Exercise prompt:
Copy out every record below, word for word.

Data for processing:
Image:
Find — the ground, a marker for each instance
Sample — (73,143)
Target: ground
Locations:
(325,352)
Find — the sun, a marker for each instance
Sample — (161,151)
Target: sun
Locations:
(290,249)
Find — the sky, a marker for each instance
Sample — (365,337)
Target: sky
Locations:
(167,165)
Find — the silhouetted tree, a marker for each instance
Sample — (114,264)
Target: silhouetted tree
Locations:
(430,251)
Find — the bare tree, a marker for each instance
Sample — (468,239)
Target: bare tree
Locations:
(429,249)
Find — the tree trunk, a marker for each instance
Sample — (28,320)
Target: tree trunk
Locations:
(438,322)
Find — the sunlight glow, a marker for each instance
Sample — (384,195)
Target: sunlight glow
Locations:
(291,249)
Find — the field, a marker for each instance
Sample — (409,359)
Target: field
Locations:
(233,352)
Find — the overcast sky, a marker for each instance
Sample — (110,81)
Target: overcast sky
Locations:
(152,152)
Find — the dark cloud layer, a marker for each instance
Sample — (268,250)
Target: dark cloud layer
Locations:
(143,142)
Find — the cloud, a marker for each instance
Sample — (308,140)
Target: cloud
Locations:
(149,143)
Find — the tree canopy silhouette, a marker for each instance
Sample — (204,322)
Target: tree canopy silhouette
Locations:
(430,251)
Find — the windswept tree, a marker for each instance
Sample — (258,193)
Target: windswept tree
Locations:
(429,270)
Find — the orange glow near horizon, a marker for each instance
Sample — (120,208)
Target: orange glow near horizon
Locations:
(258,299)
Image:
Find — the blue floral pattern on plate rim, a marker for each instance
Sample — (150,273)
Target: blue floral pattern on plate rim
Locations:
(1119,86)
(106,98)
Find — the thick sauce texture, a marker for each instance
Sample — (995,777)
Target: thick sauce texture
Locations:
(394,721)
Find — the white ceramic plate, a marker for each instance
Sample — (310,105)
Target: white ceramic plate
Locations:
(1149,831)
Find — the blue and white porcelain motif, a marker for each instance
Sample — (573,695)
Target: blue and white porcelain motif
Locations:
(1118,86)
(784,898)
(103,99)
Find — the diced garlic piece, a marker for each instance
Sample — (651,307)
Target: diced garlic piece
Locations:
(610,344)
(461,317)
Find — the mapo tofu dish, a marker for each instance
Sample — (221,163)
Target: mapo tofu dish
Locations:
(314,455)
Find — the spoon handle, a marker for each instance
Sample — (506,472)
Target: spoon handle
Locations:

Correct result:
Image:
Find — the ground, a marker for each instance
Sample — (73,143)
Target: ground
Locations:
(325,352)
Find — the sun, a marker for each instance
Sample — (161,151)
Target: sun
Locations:
(290,249)
Find — the sky, a marker for each instance
Sample — (365,337)
Target: sky
Locations:
(167,165)
Find — the silhouetted tree, a marker for each instance
Sample — (114,264)
Target: silhouetted tree
Locations:
(430,251)
Find — the bare tree, a marker for each instance
Sample — (468,239)
Target: bare tree
Locations:
(429,249)
Find — the tree trunk, a marker for each instance
Sample — (28,320)
Target: tree trunk
Locations:
(438,322)
Find — the sunlight glow, a marker for each instance
Sample — (384,195)
Target: sunlight glow
Locations:
(291,249)
Find — the field, a marker for each instance
Sample — (409,359)
Target: field
Locations:
(233,352)
Find — the overcast sky, a marker for each instance
Sample — (110,81)
Target: overcast sky
Locations:
(152,152)
Find — the dark cloud layer, a marker for each instance
Sample — (268,250)
Target: dark cloud layer
Locations:
(143,142)
Find — the cloud, a marker for each instance
Sample — (308,140)
Target: cloud
Locations:
(149,143)
Find — the tree canopy silhouette, a marker for each instance
Sample — (204,322)
Target: tree canopy silhouette
Locations:
(430,251)
Find — the windswept tree, a marker for each instance
Sample — (258,193)
Target: windswept tree
Locations:
(429,270)
Find — the orange glow near horizon, a marker for each instance
Sample — (120,208)
Target: orange glow near horizon
Locations:
(258,299)
Image:
Find — the blue floral pattern on plate rim, a marker for each instance
Sample — (150,273)
Target: blue floral pattern on plate rim
Locations:
(1119,86)
(106,98)
Find — the thick sauce texture, a marker for each instance
Sample — (995,777)
Target: thick sauce texture
Locations:
(394,721)
Find — the white ceramic plate, a marker for each instance
Sample — (310,105)
Target: white ceramic plate
Locations:
(1149,831)
Find — the blue and white porcelain motif, a marker for each instance
Sample — (573,695)
Target: blue and white porcelain motif
Locations:
(1118,86)
(784,898)
(103,99)
Find — the diced garlic piece, a marker for each instance
Sample — (651,307)
Target: diced garlic piece
Locations:
(610,344)
(461,317)
Find — the mapo tofu dish, a marker for each instance
Sample — (221,163)
Target: mapo tofu dish
Locations:
(314,455)
Find — the spoon handle, a marker for each instance
Sample — (506,472)
Target: spoon handle
Locations:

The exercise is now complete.